**Aim of the exercise**
Write out the rows below word for word, from the line that contains "Where can you spot the woman's left" through the end of the rows. Leave the pictures out.

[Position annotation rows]
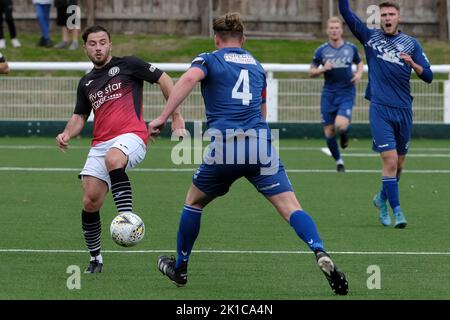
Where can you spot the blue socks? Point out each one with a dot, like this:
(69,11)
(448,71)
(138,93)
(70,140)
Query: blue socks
(390,192)
(187,233)
(306,229)
(334,148)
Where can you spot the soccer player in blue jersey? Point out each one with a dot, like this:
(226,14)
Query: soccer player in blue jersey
(391,57)
(4,67)
(338,96)
(233,86)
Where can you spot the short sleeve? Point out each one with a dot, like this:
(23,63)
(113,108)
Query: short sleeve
(201,61)
(356,56)
(143,70)
(83,105)
(317,59)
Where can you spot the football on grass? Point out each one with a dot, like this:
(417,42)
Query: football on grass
(127,229)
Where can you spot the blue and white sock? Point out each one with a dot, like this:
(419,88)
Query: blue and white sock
(390,186)
(188,231)
(334,148)
(306,229)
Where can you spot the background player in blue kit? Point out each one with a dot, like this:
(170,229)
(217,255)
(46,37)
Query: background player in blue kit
(4,67)
(391,57)
(338,96)
(233,86)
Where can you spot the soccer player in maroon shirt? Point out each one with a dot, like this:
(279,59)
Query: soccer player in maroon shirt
(113,90)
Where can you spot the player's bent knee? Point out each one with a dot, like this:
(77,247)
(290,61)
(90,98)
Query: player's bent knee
(92,204)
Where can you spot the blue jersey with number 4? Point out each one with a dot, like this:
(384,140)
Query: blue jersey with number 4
(233,89)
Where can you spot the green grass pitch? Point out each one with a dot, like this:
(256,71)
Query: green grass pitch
(244,250)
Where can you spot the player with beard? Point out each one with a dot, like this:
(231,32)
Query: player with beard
(113,90)
(338,96)
(391,57)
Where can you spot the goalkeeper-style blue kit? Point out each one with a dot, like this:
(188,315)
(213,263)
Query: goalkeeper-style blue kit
(338,95)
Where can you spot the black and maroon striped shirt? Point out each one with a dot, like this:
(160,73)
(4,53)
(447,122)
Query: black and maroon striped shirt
(115,94)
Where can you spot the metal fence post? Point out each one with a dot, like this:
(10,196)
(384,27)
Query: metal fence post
(272,99)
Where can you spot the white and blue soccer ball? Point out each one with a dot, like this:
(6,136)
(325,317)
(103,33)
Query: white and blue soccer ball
(127,229)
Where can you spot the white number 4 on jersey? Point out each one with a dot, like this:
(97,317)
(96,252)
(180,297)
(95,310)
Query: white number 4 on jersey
(245,94)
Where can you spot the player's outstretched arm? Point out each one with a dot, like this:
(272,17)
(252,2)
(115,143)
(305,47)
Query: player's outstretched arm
(359,73)
(180,91)
(72,129)
(317,71)
(166,84)
(358,28)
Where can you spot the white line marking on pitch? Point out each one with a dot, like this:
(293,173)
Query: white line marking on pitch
(22,169)
(231,252)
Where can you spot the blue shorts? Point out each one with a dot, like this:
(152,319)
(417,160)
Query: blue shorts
(333,104)
(215,180)
(391,128)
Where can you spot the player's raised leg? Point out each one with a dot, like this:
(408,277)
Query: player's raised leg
(342,125)
(116,161)
(176,268)
(331,139)
(390,185)
(289,208)
(94,191)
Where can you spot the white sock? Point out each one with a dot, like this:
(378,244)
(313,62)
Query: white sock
(99,258)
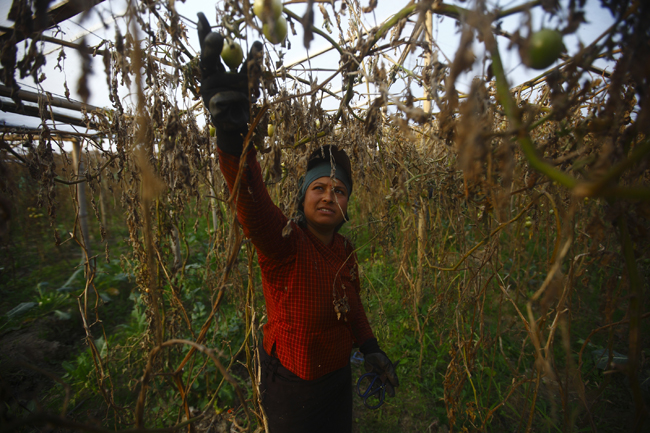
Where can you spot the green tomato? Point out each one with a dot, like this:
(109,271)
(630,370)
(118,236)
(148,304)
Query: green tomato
(544,48)
(232,54)
(273,6)
(279,31)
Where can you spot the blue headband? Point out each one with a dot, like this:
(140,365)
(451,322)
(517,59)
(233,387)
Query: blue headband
(324,169)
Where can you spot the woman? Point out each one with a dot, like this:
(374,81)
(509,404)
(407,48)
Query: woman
(309,273)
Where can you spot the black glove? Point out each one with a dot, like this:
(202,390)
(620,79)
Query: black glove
(227,95)
(377,361)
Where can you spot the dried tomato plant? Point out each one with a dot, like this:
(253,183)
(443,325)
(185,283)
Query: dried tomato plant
(464,198)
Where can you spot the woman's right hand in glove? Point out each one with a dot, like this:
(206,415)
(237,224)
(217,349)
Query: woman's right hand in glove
(227,95)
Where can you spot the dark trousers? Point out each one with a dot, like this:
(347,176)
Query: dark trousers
(295,405)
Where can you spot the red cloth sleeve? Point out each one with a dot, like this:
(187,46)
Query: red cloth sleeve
(261,220)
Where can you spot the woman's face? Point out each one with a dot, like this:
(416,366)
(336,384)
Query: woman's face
(326,204)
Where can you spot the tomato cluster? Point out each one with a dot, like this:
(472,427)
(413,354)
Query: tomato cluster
(274,27)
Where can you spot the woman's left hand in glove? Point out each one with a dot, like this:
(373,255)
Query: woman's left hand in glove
(378,362)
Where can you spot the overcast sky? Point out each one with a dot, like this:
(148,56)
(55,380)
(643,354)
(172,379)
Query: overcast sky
(445,34)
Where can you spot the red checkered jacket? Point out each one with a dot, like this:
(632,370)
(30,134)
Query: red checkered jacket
(299,275)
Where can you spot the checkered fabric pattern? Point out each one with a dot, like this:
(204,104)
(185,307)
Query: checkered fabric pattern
(299,276)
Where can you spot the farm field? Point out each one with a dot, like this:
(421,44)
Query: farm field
(501,231)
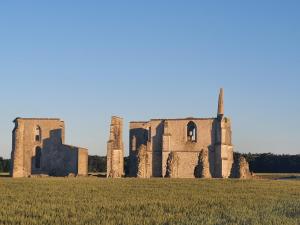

**Correct output**
Where can you spot the woman's left hand in glove? Point out each one with a dot, like this:
(373,255)
Query: woman's left hand in glove
(378,362)
Where can you spot the overcast sky? Point out each one with a dot, like this:
(148,56)
(55,380)
(643,354)
(172,379)
Query: overcast sky
(445,34)
Where can you spot the red checkered jacket? Point out each one with a dot, like this:
(632,370)
(30,134)
Query: red checkered jacket
(299,275)
Where can you spot the checkered fabric pattern? Point out each one with a dot, like this:
(204,104)
(185,307)
Query: checkered fabric pattern
(299,276)
Where can you spot the farm field? Point out each one with a dot, like this:
(421,44)
Query: farm field
(501,231)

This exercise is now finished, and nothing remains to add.